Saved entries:
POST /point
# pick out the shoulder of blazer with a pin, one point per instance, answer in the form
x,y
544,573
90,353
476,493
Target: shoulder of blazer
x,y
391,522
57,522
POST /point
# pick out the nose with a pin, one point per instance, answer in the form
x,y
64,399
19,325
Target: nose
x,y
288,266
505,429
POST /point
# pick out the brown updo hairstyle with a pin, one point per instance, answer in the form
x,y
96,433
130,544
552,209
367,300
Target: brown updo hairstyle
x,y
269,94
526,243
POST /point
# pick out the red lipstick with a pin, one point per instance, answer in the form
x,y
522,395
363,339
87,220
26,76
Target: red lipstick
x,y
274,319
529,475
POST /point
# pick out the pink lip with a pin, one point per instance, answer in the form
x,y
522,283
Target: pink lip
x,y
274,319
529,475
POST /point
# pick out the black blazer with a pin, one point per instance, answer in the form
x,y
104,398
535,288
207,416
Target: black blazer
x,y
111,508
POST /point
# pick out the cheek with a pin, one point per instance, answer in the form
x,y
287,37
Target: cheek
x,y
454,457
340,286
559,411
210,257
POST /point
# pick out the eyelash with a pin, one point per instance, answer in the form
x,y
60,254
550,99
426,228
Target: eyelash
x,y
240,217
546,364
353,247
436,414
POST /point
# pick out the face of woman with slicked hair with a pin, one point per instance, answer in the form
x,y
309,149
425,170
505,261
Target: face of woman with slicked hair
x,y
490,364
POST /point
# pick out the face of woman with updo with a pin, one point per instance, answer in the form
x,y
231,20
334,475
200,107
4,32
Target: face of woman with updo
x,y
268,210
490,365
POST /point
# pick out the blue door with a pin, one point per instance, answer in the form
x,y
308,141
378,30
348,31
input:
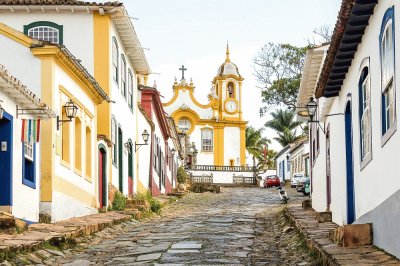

#### [Task]
When an image appears in the data, skip it and output the rest exactly.

#### [Task answer]
POST /point
# pick out the shoulder of blazer with a pin, one point per instance, answer in the form
x,y
544,573
90,353
476,493
Target: shoulder of blazer
x,y
391,522
57,522
POST /point
# pick out the nose with a pin, one point per instance, answer in the form
x,y
64,399
19,325
Target: nose
x,y
288,266
505,429
POST /point
# pick out the brown updo hairstyle with a pin, one point per instance, answer in the form
x,y
96,433
130,544
552,209
367,300
Target: brown updo hairstyle
x,y
269,94
526,243
POST /point
# pick out the red lipstick with a pin, one point per instance, answer in the form
x,y
522,395
363,339
87,220
26,76
Target: red lipstick
x,y
274,319
529,475
POST /point
# pick out the pink lip with a pin, one point per instance, answer in the form
x,y
522,283
Target: pink lip
x,y
274,319
529,475
POST /point
# pick out the black blazer with a pin, one point per instance, answer in the form
x,y
104,398
535,288
207,416
Target: black blazer
x,y
111,508
POST /point
# pick out the cheek with a pin, one point per instance, answer in the form
x,y
287,37
Target: cheek
x,y
454,457
340,286
559,411
210,257
POST /point
# pick out the eyelash with a pin, one point per instance, answer in the form
x,y
60,254
550,99
426,228
Target: eyelash
x,y
240,217
546,364
353,247
436,414
POST /point
# pick out the face of woman with slicked hair with a pin, one point per instance, answer in the form
x,y
309,149
425,170
505,261
Target: face of woman with slicked hair
x,y
490,364
POST /point
# pick out the face of woman with updo with a pin, one point per instance, answer in the form
x,y
231,20
334,475
200,107
4,32
Target: face of woman with updo
x,y
268,210
490,365
POST /point
# pick out the blue door with a pin, one point per instance, answer in the form
x,y
308,141
378,30
348,31
input:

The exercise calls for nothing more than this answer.